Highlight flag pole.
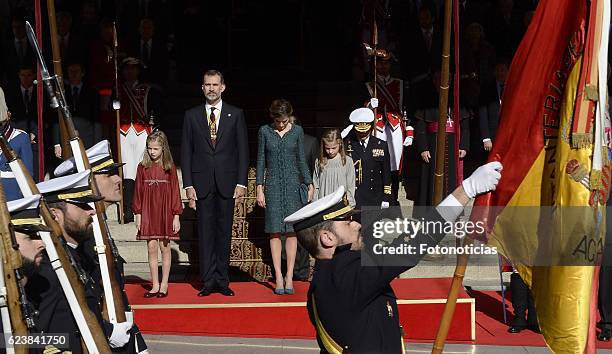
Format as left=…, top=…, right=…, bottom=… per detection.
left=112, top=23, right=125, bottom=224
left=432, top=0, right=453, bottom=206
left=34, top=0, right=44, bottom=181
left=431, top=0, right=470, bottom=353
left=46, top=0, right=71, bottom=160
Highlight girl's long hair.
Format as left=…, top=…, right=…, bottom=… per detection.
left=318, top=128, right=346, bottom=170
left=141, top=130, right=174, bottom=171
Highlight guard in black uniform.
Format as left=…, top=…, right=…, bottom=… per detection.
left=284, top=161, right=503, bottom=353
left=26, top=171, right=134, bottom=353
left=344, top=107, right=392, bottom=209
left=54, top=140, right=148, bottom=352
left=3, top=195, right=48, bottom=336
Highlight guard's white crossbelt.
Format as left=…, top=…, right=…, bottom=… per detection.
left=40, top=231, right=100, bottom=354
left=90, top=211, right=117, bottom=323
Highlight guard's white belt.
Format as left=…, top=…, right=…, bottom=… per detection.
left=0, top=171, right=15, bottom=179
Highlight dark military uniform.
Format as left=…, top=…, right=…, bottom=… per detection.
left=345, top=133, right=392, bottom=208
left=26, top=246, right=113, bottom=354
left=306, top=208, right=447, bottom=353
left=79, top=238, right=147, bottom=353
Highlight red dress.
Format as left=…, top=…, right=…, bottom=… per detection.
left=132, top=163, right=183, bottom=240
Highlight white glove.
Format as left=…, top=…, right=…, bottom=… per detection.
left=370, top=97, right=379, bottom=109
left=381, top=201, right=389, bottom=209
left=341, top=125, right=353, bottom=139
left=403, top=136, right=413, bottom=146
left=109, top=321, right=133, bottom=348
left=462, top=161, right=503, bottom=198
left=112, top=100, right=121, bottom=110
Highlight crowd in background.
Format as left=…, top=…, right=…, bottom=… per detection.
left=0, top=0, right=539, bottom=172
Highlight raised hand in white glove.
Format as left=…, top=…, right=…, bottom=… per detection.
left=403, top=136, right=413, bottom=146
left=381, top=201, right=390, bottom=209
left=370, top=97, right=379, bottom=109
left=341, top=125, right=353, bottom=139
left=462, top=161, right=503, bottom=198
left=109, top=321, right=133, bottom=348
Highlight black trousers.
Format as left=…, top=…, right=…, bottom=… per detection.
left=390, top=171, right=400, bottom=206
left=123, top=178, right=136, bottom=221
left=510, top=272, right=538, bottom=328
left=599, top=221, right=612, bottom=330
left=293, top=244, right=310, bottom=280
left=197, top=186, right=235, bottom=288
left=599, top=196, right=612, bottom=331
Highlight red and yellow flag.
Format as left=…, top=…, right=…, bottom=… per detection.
...
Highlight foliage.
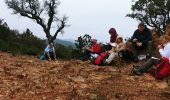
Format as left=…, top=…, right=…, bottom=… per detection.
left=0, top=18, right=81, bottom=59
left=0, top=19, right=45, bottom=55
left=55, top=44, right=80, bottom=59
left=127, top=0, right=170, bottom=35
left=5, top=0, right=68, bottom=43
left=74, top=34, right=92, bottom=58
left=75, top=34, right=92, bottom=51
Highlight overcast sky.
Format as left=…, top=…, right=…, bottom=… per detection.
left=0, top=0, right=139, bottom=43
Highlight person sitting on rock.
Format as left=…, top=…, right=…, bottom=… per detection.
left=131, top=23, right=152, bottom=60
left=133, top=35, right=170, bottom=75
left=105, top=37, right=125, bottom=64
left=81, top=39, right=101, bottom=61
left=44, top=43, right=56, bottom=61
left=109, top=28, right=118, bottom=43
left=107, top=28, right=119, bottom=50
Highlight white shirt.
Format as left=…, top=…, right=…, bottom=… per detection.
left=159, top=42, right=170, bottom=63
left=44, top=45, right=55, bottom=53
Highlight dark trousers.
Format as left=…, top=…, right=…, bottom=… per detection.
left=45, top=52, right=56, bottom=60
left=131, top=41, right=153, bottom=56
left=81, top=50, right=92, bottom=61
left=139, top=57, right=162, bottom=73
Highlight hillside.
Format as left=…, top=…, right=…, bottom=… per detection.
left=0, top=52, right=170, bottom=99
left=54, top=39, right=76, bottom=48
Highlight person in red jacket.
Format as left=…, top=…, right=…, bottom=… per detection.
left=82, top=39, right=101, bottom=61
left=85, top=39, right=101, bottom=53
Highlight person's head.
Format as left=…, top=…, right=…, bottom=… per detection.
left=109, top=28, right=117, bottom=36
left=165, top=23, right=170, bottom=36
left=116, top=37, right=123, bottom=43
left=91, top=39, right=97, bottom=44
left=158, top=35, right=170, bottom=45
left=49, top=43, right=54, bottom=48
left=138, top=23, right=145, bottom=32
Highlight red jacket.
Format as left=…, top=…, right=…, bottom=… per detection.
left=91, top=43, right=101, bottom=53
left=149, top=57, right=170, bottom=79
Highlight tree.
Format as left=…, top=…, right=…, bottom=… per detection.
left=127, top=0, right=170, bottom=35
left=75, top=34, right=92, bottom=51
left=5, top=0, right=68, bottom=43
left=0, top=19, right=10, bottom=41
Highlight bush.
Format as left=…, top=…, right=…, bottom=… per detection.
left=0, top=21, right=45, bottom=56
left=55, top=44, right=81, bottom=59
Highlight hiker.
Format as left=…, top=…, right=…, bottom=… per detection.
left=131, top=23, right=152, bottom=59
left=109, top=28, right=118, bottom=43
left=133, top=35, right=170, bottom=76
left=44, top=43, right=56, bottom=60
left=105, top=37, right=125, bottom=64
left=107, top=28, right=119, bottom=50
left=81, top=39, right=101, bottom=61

# EXERCISE DETAILS
For this data, state how many lines include the word "uniform", with nothing added.

# PROBLEM SOLUTION
2